• **WHAT THE EXERCISE ASKS**
Rewrite every line of the listing below, requests included, and add 61 to each coordinate value in the answers.

◇ ◇ ◇ ◇

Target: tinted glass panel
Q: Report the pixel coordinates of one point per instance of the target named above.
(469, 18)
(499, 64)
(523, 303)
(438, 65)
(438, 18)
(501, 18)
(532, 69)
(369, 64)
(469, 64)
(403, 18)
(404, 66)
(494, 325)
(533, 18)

◇ ◇ ◇ ◇

• **EXERCISE RESPONSE**
Target: tinted glass panel
Q: Report the pixel coordinates of one point per instance of the target named above.
(530, 79)
(560, 125)
(584, 364)
(499, 126)
(499, 79)
(562, 79)
(593, 130)
(430, 125)
(530, 125)
(464, 79)
(465, 127)
(555, 386)
(594, 79)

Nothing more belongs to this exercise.